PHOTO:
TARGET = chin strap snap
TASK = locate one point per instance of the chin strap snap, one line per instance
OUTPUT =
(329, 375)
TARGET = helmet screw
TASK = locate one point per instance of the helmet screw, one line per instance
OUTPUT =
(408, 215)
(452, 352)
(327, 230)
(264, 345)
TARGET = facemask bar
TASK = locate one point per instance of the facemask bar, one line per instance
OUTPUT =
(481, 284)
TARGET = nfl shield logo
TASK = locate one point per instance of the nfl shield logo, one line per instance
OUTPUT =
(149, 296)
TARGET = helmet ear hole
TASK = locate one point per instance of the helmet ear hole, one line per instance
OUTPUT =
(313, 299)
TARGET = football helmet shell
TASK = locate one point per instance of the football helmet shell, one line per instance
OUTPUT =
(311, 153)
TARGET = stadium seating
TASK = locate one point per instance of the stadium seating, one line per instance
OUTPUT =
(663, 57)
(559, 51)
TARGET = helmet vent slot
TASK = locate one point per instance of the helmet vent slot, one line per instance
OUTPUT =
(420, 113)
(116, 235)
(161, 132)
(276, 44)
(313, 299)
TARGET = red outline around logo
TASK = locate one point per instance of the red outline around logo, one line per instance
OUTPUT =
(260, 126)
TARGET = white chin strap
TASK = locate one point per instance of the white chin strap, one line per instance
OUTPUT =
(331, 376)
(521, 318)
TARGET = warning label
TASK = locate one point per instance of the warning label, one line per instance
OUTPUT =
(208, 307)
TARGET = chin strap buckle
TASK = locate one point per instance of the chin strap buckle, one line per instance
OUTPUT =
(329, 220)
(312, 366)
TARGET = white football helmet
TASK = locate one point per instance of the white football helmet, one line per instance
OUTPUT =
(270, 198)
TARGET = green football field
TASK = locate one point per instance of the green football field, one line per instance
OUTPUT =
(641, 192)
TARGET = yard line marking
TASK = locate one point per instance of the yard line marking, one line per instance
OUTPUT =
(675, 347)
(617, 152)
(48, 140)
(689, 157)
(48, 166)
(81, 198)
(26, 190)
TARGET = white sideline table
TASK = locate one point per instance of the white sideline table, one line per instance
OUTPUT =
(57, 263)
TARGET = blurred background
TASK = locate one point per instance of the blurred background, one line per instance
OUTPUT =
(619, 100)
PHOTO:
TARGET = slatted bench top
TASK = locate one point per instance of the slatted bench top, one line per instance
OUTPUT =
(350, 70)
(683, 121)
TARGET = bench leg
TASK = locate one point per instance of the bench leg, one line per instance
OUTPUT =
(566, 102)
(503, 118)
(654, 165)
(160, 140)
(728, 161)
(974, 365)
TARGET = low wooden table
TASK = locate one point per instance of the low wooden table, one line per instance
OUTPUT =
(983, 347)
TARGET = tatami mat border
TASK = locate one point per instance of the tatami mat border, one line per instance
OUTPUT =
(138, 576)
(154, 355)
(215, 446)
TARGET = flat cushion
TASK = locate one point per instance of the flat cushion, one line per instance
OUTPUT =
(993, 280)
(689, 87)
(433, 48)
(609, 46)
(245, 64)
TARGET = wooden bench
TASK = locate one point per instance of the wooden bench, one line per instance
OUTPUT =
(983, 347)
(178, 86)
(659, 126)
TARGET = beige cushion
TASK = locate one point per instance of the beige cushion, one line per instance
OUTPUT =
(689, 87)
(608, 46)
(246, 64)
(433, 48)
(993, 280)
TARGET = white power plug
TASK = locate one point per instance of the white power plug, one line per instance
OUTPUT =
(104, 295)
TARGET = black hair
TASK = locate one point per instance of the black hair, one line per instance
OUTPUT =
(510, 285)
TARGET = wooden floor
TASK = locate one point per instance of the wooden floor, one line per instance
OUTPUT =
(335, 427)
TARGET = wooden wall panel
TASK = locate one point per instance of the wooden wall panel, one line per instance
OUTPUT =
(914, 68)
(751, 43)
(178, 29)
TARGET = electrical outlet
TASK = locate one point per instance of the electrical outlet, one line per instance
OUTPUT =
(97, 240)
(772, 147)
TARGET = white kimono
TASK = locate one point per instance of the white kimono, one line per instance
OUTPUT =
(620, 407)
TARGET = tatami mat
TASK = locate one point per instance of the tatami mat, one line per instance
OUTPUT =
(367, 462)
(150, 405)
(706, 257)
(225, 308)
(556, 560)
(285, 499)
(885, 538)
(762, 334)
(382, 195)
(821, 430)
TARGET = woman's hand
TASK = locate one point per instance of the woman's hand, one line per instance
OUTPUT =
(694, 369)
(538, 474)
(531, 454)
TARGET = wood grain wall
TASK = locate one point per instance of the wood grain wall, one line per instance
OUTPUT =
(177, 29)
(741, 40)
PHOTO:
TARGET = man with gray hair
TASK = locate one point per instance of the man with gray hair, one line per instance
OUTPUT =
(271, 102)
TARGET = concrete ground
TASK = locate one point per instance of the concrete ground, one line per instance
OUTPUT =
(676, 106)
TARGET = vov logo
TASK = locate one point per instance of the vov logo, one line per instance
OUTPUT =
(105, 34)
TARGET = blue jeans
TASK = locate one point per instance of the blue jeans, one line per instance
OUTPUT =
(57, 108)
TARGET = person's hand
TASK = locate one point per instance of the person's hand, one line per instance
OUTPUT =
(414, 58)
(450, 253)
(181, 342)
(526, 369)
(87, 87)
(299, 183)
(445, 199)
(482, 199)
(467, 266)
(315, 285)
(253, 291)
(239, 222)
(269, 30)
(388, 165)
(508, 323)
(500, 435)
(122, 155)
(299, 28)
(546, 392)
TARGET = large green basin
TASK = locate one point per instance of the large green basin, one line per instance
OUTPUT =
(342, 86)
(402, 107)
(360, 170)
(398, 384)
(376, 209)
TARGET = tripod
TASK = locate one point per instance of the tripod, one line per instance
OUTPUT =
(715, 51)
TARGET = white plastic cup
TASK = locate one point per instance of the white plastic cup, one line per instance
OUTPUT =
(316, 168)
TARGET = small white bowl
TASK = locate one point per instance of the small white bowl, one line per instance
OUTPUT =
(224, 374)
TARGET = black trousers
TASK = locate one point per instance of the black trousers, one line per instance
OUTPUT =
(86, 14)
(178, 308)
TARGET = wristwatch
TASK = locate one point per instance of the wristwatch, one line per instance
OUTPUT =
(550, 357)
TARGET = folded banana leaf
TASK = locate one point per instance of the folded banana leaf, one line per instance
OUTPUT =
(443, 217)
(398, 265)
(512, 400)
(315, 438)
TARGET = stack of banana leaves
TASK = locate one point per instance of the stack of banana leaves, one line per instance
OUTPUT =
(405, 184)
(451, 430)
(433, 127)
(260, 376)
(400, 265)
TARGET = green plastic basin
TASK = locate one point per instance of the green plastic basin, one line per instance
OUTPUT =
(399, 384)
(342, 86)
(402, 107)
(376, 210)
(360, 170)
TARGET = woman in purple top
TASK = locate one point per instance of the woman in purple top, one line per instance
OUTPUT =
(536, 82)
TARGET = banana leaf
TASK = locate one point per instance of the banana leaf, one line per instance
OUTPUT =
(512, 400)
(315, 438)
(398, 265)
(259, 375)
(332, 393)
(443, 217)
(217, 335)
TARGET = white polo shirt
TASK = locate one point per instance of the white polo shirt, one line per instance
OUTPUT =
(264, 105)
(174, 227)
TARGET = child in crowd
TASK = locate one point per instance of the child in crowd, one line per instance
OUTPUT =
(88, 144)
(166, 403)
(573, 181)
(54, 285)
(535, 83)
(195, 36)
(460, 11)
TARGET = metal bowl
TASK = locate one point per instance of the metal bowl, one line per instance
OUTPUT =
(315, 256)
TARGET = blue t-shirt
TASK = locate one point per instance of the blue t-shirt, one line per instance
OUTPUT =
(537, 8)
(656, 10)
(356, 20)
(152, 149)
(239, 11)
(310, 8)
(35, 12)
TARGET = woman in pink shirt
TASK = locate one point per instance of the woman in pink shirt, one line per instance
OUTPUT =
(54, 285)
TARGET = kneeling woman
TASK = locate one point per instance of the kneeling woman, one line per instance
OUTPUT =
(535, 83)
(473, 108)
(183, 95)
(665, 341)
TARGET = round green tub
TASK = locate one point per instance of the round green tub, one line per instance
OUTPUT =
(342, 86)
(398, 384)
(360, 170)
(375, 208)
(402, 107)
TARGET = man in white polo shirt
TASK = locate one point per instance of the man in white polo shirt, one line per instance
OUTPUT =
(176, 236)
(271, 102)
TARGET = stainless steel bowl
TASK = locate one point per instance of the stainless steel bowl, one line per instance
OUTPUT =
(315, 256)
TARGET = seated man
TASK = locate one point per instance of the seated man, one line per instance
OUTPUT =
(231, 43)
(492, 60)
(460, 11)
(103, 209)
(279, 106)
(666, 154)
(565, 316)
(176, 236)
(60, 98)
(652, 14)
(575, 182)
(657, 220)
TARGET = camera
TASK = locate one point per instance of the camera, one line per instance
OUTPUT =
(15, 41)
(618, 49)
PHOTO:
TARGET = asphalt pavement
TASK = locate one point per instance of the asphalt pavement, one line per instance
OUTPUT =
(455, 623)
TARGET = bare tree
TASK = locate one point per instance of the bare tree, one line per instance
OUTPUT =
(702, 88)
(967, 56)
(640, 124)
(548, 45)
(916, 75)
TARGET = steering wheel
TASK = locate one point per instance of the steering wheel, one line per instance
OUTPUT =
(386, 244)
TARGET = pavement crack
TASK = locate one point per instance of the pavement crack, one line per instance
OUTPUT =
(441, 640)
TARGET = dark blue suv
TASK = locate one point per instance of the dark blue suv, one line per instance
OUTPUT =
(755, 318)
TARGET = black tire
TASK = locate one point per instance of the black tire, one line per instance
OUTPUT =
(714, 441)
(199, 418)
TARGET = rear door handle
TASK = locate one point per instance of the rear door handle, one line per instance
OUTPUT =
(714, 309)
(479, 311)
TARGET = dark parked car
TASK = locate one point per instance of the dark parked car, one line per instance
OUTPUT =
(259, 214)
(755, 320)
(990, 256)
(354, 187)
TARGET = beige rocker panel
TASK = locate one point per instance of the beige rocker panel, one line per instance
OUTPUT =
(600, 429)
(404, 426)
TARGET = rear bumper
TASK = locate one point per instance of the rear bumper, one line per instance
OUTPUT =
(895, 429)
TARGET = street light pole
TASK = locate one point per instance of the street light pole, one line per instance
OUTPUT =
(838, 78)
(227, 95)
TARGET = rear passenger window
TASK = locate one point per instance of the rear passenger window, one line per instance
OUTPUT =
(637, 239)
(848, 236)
--
__TASK INSTRUCTIONS__
Wherever the string "snap" appears in the entries above, return the line it appears on.

__OUTPUT BELOW__
TARGET = chin strap snap
TASK = locate one point per instance of the chin strap snap, one line per instance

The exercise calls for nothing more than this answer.